Pull out each line of the data below that contains the string "cloud". Case counts.

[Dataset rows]
━━━━
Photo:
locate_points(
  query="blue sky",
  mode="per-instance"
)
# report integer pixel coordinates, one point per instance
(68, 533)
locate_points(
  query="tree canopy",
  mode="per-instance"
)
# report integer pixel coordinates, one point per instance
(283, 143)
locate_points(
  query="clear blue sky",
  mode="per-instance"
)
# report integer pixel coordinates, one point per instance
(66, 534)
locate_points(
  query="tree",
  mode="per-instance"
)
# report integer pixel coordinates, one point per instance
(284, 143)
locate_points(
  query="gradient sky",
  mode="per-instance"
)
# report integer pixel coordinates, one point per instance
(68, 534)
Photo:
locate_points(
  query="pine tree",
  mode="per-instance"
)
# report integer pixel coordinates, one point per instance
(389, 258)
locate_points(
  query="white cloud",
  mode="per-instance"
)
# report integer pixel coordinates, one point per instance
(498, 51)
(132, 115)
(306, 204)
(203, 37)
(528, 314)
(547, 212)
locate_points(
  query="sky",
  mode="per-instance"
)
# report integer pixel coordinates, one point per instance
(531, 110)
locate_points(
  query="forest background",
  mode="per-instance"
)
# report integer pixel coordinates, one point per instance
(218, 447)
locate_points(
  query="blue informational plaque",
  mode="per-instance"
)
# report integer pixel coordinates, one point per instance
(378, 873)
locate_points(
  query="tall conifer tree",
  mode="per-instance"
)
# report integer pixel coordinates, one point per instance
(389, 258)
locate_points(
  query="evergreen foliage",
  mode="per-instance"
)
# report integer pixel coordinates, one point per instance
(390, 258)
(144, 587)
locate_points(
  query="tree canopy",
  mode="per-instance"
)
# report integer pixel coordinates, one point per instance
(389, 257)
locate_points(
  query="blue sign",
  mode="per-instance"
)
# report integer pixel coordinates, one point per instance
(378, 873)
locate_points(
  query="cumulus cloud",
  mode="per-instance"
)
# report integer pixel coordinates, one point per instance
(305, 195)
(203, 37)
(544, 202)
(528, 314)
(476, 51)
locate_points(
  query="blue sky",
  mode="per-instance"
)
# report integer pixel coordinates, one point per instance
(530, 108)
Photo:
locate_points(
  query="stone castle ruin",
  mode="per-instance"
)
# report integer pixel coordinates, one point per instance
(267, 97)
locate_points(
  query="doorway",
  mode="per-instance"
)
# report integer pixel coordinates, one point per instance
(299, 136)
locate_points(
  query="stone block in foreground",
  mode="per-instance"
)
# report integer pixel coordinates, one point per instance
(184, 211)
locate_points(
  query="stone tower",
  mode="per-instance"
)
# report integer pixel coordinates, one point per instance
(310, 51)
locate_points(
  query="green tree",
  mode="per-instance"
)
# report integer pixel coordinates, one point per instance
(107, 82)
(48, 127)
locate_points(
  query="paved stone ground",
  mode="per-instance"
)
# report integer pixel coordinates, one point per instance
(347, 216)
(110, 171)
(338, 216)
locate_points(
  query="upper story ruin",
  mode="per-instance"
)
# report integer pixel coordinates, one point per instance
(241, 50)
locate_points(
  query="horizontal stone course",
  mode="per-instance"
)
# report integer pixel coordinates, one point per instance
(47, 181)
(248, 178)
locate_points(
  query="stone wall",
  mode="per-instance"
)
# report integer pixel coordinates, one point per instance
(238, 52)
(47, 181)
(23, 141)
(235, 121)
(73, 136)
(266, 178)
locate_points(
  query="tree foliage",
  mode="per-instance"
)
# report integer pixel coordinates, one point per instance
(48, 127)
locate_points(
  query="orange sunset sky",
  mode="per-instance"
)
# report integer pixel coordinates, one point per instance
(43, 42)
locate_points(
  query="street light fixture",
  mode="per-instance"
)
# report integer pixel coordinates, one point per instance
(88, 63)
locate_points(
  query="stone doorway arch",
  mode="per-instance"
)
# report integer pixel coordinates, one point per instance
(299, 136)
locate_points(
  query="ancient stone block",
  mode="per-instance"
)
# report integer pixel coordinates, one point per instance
━━━━
▶ FULL OUTPUT:
  query="white cloud",
  query="cumulus cloud",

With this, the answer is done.